Task to complete ->
Collect every line of the records below that contains the string "match", and copy each of those lines in full.

>>>>

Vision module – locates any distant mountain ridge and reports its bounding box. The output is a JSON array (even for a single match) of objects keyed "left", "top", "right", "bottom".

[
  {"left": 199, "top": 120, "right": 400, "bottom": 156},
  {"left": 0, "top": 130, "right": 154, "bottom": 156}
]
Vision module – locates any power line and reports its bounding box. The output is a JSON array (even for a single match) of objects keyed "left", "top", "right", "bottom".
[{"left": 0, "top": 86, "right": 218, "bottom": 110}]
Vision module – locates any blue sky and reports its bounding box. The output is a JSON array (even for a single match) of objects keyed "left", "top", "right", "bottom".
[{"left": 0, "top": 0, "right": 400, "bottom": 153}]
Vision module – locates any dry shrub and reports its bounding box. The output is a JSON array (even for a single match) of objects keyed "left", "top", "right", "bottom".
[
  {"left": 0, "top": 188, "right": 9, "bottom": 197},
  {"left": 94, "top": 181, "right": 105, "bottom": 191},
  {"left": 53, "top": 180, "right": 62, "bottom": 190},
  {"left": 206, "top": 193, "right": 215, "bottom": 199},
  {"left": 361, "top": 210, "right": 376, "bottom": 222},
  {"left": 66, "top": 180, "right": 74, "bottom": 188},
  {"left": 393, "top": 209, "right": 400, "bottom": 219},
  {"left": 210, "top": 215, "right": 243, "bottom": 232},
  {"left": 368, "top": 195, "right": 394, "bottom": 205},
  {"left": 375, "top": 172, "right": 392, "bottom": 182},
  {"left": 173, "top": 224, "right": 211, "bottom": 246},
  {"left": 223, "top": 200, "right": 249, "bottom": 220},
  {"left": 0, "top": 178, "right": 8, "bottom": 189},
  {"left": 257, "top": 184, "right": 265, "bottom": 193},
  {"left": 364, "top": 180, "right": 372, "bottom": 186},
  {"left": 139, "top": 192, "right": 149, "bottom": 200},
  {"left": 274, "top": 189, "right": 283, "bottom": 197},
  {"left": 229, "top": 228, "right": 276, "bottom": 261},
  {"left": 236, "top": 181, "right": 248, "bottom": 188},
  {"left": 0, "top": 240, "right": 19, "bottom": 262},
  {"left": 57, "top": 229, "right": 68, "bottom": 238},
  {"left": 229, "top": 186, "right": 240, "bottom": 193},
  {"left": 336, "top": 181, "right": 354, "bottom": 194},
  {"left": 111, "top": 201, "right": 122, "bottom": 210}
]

<<<<

Finished answer ->
Vision module – locates any distant mountain ridge and reports its bounding box. The output is a JSON array (even for a single match) of objects keyed "left", "top", "right", "bottom".
Vision module – locates any power line and reports its bounding box. The output is a JSON array (even for a single match) of objects keyed "left", "top", "right", "bottom".
Vision module – locates any blue sky and reports its bounding box. The output is a JSON array (even for a single match) of objects keyed "left", "top", "right", "bottom".
Vision module – locates any dry shrub and reports its bounding box. The output is a JSON array (even for a single match) of objects keyed "left", "top", "right", "bottom".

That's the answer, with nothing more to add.